* [Passage cité]
Selon Charles Gave, l’économiste Milton Friedman lui aurait un jour lancé une idée aussi simple que révolutionnaire :
« Il faudrait remplacer la banque centrale par un ordinateur qui augmente la masse monétaire de 3 % par an. Et on jette la clé. »
Derrière cette phrase se cache une critique féroce du rôle que jouent les banques centrales dans la création — voire l’aggravation — des cycles économiques. L'idée n'est pas neuve, mais elle mérite aujourd'hui une relecture sérieuse, à l'ère des algorithmes, de l’IA… et des politiques monétaires de plus en plus interventionnistes.
La théorie de Friedman en deux mots
Milton Friedman, prix Nobel d'économie, était un monétariste convaincu. Selon lui, les cycles économiques (boom et crash) ne sont pas des phénomènes naturels mais souvent causés par une mauvaise gestion de la masse monétaire par les banques centrales.

* [Extrait de données]

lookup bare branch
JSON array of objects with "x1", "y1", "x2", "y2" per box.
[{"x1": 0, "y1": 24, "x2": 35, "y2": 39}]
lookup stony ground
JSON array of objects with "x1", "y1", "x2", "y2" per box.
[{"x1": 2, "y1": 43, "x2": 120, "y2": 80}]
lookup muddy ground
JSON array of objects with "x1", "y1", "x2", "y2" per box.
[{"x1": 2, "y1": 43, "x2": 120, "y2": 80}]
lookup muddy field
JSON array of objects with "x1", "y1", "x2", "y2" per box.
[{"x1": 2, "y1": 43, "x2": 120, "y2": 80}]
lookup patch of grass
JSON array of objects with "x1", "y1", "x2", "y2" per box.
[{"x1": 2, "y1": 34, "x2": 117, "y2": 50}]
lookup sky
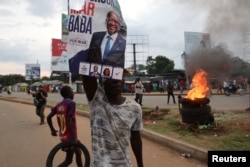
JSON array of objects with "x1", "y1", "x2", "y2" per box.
[{"x1": 0, "y1": 0, "x2": 250, "y2": 77}]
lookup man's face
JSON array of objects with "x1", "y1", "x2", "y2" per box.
[{"x1": 107, "y1": 13, "x2": 120, "y2": 35}]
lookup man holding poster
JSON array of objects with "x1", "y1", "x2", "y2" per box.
[
  {"x1": 87, "y1": 11, "x2": 126, "y2": 68},
  {"x1": 67, "y1": 0, "x2": 127, "y2": 80}
]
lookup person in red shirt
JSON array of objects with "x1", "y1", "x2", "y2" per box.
[{"x1": 47, "y1": 86, "x2": 83, "y2": 167}]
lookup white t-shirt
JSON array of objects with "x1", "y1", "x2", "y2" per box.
[
  {"x1": 89, "y1": 87, "x2": 142, "y2": 167},
  {"x1": 135, "y1": 81, "x2": 143, "y2": 94}
]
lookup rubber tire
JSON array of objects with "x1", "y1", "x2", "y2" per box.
[
  {"x1": 46, "y1": 142, "x2": 90, "y2": 167},
  {"x1": 182, "y1": 114, "x2": 214, "y2": 125},
  {"x1": 180, "y1": 105, "x2": 211, "y2": 116}
]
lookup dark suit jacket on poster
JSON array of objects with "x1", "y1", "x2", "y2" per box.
[
  {"x1": 89, "y1": 72, "x2": 101, "y2": 78},
  {"x1": 87, "y1": 31, "x2": 126, "y2": 68},
  {"x1": 69, "y1": 50, "x2": 88, "y2": 74}
]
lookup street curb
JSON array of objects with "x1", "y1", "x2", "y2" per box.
[{"x1": 0, "y1": 98, "x2": 208, "y2": 163}]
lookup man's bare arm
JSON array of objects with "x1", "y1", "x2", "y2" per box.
[{"x1": 130, "y1": 131, "x2": 143, "y2": 167}]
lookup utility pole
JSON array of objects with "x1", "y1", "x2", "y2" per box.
[
  {"x1": 133, "y1": 43, "x2": 137, "y2": 75},
  {"x1": 67, "y1": 0, "x2": 72, "y2": 85}
]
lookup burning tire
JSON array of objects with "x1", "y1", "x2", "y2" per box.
[
  {"x1": 182, "y1": 114, "x2": 214, "y2": 125},
  {"x1": 180, "y1": 105, "x2": 211, "y2": 116}
]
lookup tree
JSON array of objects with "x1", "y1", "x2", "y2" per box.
[{"x1": 146, "y1": 55, "x2": 174, "y2": 74}]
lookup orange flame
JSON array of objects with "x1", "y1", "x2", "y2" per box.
[{"x1": 186, "y1": 70, "x2": 209, "y2": 100}]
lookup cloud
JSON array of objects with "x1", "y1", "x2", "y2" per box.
[{"x1": 0, "y1": 0, "x2": 250, "y2": 75}]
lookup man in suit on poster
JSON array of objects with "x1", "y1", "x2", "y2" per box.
[
  {"x1": 87, "y1": 11, "x2": 126, "y2": 68},
  {"x1": 89, "y1": 65, "x2": 101, "y2": 78}
]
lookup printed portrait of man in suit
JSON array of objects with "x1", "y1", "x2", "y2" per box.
[
  {"x1": 87, "y1": 11, "x2": 126, "y2": 68},
  {"x1": 89, "y1": 64, "x2": 101, "y2": 78}
]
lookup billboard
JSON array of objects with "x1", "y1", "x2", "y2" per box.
[
  {"x1": 67, "y1": 0, "x2": 127, "y2": 79},
  {"x1": 62, "y1": 13, "x2": 69, "y2": 42},
  {"x1": 51, "y1": 39, "x2": 69, "y2": 72},
  {"x1": 184, "y1": 32, "x2": 211, "y2": 55},
  {"x1": 25, "y1": 64, "x2": 41, "y2": 81}
]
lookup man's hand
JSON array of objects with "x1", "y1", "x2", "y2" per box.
[{"x1": 51, "y1": 130, "x2": 58, "y2": 136}]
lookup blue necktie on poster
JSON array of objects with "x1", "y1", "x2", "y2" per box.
[{"x1": 103, "y1": 36, "x2": 112, "y2": 61}]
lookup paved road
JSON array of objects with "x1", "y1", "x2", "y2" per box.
[
  {"x1": 0, "y1": 100, "x2": 207, "y2": 167},
  {"x1": 0, "y1": 92, "x2": 250, "y2": 111}
]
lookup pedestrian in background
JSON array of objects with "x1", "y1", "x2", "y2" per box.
[
  {"x1": 47, "y1": 86, "x2": 83, "y2": 167},
  {"x1": 31, "y1": 85, "x2": 48, "y2": 125},
  {"x1": 134, "y1": 78, "x2": 144, "y2": 105},
  {"x1": 167, "y1": 81, "x2": 175, "y2": 104}
]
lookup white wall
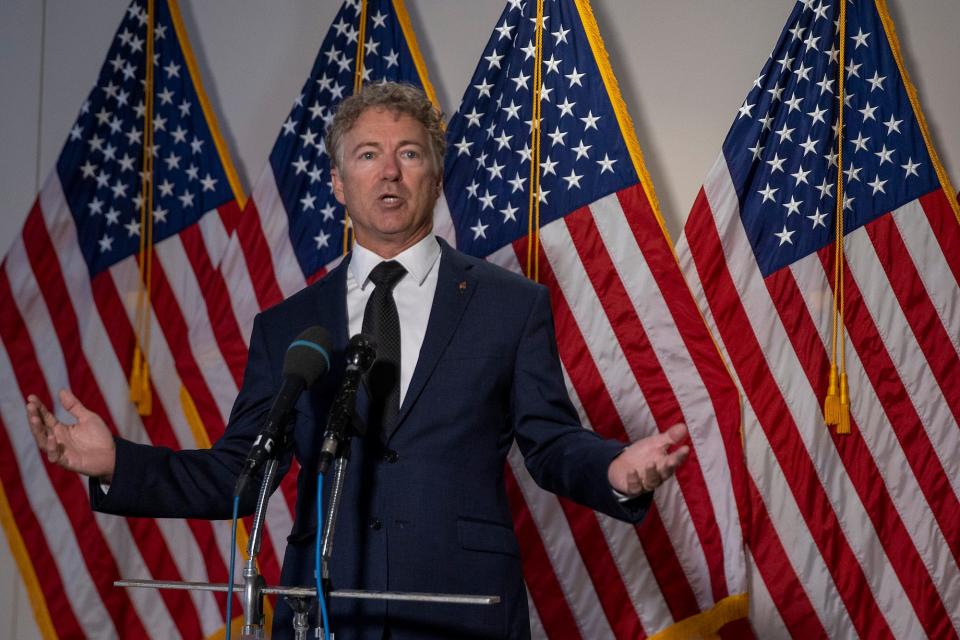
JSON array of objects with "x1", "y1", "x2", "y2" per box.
[{"x1": 0, "y1": 0, "x2": 960, "y2": 640}]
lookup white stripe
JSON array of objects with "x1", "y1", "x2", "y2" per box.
[
  {"x1": 154, "y1": 232, "x2": 238, "y2": 422},
  {"x1": 214, "y1": 234, "x2": 260, "y2": 348},
  {"x1": 40, "y1": 179, "x2": 219, "y2": 622},
  {"x1": 561, "y1": 365, "x2": 673, "y2": 631},
  {"x1": 704, "y1": 158, "x2": 916, "y2": 628},
  {"x1": 540, "y1": 218, "x2": 654, "y2": 432},
  {"x1": 891, "y1": 196, "x2": 960, "y2": 353},
  {"x1": 590, "y1": 195, "x2": 746, "y2": 609},
  {"x1": 253, "y1": 162, "x2": 307, "y2": 298},
  {"x1": 508, "y1": 445, "x2": 614, "y2": 640}
]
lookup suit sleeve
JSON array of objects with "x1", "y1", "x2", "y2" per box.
[
  {"x1": 511, "y1": 287, "x2": 651, "y2": 522},
  {"x1": 90, "y1": 316, "x2": 291, "y2": 519}
]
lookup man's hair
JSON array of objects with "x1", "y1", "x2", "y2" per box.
[{"x1": 326, "y1": 82, "x2": 447, "y2": 173}]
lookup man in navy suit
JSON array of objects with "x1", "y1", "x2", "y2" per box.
[{"x1": 27, "y1": 83, "x2": 688, "y2": 640}]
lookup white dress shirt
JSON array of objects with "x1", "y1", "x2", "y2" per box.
[{"x1": 347, "y1": 234, "x2": 440, "y2": 405}]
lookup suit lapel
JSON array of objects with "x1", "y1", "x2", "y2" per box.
[{"x1": 387, "y1": 240, "x2": 477, "y2": 439}]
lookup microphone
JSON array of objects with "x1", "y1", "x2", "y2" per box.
[
  {"x1": 233, "y1": 326, "x2": 333, "y2": 496},
  {"x1": 317, "y1": 333, "x2": 377, "y2": 475}
]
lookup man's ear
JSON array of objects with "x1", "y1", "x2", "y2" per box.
[{"x1": 330, "y1": 165, "x2": 347, "y2": 206}]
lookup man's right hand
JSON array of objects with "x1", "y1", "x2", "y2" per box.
[{"x1": 27, "y1": 389, "x2": 117, "y2": 482}]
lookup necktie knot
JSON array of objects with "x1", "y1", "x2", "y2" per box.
[{"x1": 370, "y1": 260, "x2": 407, "y2": 290}]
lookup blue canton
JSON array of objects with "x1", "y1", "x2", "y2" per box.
[
  {"x1": 723, "y1": 0, "x2": 939, "y2": 276},
  {"x1": 444, "y1": 0, "x2": 639, "y2": 257},
  {"x1": 270, "y1": 0, "x2": 423, "y2": 277},
  {"x1": 57, "y1": 1, "x2": 234, "y2": 277}
]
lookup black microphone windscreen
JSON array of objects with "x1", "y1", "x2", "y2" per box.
[{"x1": 283, "y1": 326, "x2": 333, "y2": 387}]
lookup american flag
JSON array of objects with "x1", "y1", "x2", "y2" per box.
[
  {"x1": 437, "y1": 0, "x2": 750, "y2": 639},
  {"x1": 0, "y1": 0, "x2": 251, "y2": 638},
  {"x1": 207, "y1": 0, "x2": 433, "y2": 604},
  {"x1": 678, "y1": 0, "x2": 960, "y2": 638}
]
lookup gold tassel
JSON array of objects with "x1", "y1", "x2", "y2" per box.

* [Description de la tâche]
Dans le passage cité sur Milton Friedman, de combien l'ordinateur devrait-il augmenter la masse monétaire chaque année ?

* [Réponse finale]
De 3 % par an.